== Object point labels ==
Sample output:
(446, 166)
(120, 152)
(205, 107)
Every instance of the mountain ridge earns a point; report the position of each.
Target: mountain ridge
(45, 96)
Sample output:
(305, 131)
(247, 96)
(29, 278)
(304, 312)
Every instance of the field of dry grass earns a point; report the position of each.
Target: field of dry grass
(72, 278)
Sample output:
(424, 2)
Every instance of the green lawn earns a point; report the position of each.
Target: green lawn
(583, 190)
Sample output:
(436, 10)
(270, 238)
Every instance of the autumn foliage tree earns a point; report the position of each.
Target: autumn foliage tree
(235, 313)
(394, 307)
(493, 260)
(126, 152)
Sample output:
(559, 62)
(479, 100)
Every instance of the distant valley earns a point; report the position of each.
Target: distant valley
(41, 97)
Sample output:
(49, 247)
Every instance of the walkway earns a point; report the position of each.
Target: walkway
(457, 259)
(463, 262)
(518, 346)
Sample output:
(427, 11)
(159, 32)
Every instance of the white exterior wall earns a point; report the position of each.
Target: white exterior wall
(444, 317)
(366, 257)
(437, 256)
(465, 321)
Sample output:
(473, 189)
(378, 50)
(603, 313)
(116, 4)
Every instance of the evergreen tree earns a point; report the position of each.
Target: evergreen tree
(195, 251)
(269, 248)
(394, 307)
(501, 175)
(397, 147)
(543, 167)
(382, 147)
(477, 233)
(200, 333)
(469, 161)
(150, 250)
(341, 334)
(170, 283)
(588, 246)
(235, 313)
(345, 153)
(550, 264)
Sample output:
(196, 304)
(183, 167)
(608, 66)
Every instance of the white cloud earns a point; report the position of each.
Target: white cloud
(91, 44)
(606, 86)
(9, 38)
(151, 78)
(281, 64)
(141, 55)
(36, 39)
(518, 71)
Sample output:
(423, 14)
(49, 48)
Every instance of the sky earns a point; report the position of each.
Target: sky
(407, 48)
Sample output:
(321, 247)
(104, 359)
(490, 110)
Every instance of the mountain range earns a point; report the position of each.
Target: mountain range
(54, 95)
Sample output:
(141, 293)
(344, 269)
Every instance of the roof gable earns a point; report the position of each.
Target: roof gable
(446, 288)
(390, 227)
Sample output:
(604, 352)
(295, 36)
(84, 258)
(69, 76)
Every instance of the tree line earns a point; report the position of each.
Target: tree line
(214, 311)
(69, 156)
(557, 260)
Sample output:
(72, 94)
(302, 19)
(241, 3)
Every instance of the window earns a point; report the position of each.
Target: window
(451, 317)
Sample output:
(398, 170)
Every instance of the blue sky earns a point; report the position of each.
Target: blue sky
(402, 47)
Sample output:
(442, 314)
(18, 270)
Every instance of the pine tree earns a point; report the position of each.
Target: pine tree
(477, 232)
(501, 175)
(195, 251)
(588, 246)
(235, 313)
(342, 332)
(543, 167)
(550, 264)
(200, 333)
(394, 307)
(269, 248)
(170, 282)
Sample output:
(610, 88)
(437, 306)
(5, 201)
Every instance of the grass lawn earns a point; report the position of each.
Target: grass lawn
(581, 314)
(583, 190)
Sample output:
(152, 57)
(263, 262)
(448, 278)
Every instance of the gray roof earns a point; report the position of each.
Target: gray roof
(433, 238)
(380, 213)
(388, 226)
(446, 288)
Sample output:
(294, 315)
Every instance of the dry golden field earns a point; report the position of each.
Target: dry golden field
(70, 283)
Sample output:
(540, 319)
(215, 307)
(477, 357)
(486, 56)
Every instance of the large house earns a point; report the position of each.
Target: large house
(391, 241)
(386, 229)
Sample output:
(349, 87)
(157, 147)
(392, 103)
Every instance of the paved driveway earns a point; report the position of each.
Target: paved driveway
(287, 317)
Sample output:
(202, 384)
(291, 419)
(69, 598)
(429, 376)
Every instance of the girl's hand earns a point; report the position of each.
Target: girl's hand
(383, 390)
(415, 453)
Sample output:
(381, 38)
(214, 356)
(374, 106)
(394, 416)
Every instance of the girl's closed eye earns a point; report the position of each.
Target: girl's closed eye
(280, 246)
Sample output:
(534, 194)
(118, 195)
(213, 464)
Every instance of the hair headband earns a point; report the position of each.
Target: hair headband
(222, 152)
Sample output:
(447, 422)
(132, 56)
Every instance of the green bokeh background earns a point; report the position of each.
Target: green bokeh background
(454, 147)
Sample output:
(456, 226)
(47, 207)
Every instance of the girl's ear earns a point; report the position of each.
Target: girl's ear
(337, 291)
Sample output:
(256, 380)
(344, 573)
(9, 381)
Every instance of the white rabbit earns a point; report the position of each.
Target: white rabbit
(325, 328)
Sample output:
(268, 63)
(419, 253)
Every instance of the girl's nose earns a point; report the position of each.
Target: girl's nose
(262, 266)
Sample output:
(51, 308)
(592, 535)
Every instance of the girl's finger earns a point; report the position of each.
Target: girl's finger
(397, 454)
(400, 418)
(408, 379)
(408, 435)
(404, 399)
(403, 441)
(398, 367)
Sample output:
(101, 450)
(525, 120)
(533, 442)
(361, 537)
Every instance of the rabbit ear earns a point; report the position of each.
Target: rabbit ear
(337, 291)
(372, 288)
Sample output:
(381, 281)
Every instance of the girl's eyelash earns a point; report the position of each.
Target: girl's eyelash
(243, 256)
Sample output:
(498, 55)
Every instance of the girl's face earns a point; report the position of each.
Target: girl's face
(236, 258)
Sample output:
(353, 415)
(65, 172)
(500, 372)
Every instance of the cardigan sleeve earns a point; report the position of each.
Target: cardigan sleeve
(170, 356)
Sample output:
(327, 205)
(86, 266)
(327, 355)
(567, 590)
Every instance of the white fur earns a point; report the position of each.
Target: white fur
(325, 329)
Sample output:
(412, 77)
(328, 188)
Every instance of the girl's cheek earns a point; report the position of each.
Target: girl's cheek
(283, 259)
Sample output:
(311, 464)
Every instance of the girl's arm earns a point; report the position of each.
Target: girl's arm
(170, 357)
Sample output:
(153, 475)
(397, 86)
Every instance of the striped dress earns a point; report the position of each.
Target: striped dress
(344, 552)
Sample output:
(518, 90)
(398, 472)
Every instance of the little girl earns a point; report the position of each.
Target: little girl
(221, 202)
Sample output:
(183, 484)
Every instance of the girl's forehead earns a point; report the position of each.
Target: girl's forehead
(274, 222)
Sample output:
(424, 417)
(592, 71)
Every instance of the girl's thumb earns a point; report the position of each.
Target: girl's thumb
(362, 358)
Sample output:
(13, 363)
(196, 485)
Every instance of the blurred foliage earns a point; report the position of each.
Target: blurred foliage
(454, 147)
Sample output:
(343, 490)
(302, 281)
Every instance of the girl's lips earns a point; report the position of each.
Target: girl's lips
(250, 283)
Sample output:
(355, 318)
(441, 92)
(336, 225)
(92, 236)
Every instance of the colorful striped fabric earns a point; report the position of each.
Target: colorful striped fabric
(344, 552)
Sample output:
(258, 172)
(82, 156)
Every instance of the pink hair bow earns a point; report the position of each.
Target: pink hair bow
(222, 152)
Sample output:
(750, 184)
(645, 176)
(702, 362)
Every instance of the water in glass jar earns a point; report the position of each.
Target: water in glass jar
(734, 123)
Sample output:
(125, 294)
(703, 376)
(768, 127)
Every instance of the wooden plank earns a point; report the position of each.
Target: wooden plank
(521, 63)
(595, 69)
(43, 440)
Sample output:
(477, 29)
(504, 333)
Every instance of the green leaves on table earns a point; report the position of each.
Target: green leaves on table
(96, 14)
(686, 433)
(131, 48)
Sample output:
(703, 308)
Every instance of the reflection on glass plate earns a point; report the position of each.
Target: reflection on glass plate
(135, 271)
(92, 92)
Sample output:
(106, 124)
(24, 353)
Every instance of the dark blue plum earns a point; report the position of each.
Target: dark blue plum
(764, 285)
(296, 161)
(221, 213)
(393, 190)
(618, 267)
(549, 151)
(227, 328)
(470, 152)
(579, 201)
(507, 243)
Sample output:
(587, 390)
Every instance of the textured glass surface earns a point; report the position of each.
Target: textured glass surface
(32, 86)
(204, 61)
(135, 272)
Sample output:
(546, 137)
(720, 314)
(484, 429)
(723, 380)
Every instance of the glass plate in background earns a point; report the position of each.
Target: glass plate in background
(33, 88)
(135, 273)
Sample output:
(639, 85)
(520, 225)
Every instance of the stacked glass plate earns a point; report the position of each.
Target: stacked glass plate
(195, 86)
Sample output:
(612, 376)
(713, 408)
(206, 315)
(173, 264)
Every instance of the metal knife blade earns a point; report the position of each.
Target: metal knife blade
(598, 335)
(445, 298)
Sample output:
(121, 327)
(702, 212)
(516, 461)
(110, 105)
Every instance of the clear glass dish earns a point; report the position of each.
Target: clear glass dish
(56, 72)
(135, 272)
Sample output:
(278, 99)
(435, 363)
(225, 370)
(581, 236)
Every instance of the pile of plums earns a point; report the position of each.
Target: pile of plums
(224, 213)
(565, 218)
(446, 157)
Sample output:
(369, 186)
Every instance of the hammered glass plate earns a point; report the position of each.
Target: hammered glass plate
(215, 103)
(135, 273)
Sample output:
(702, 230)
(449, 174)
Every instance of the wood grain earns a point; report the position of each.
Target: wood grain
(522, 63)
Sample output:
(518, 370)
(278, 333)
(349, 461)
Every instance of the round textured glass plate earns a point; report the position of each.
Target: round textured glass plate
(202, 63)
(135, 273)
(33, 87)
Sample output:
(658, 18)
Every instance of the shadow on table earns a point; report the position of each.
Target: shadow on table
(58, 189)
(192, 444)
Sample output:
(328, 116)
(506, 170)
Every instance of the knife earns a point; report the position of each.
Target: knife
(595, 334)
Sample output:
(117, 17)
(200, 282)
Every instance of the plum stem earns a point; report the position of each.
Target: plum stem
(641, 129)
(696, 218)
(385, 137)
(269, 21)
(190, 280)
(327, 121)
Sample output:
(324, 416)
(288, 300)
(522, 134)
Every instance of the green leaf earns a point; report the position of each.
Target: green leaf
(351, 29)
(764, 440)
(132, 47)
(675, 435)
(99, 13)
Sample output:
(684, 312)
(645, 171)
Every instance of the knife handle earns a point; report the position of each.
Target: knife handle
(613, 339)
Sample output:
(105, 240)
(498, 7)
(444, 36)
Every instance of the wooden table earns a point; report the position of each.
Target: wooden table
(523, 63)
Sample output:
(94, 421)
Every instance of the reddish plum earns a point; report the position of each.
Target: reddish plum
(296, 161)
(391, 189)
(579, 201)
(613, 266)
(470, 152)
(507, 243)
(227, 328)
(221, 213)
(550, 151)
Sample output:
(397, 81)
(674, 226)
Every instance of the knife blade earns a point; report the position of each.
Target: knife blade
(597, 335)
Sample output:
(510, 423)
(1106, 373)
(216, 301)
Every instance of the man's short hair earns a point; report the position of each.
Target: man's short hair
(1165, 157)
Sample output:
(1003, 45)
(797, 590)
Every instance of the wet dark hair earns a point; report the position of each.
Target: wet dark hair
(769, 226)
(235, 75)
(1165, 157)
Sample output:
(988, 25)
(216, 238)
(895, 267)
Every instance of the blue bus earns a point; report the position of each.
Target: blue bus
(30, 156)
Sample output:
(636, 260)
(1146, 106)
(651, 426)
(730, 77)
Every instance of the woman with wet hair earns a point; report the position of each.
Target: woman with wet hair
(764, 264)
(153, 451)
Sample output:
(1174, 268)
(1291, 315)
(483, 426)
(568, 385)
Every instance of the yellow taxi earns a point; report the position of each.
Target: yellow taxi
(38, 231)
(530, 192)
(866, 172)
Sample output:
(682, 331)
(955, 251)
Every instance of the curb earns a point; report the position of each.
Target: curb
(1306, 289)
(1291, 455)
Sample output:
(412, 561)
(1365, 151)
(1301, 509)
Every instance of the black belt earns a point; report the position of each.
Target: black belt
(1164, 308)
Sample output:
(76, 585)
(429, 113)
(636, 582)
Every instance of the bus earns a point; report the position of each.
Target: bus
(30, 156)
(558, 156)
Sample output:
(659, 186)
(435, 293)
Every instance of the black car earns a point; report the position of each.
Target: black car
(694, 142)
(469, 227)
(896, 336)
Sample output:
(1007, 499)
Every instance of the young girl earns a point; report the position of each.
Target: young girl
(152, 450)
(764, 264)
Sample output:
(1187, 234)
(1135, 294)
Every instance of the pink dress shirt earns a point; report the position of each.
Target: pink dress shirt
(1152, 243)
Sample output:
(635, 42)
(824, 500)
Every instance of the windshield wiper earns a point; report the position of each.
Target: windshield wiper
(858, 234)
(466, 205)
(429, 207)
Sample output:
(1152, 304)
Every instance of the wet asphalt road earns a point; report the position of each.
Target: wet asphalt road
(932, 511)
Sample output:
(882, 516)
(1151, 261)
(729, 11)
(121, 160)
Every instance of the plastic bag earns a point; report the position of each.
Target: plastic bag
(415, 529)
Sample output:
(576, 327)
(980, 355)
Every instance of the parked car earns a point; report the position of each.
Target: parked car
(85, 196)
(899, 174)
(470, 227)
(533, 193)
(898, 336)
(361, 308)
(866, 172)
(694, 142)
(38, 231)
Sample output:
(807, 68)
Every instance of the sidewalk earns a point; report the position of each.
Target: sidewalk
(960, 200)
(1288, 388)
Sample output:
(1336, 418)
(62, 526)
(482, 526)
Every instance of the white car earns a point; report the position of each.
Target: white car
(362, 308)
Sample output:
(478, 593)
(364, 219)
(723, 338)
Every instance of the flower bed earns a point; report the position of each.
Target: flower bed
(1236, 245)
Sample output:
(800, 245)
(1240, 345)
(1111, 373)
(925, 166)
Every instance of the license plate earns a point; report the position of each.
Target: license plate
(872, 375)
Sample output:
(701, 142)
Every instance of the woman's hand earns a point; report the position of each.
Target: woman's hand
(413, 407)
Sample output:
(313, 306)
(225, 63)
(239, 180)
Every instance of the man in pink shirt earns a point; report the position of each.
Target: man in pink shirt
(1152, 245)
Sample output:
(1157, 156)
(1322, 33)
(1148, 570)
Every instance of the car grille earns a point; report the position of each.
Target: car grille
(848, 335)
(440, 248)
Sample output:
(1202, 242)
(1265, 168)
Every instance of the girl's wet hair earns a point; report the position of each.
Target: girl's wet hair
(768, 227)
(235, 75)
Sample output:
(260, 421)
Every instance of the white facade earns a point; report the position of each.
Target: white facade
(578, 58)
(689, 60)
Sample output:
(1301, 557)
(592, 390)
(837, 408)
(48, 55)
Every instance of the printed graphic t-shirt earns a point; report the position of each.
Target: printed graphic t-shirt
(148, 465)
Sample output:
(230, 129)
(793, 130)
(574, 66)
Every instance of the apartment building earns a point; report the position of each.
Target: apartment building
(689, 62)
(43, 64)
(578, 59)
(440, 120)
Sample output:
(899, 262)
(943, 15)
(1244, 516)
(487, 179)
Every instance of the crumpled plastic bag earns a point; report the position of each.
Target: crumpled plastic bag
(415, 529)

== Aim of the task ==
Select every line in the entries above that contains the string "lawn" and copy each one out in full.

== Right answer ==
Every instance of the green lawn earns a point; report the position of each.
Target: green lawn
Every instance of the grass lawn earns a point; report the position of each.
Target: grass lawn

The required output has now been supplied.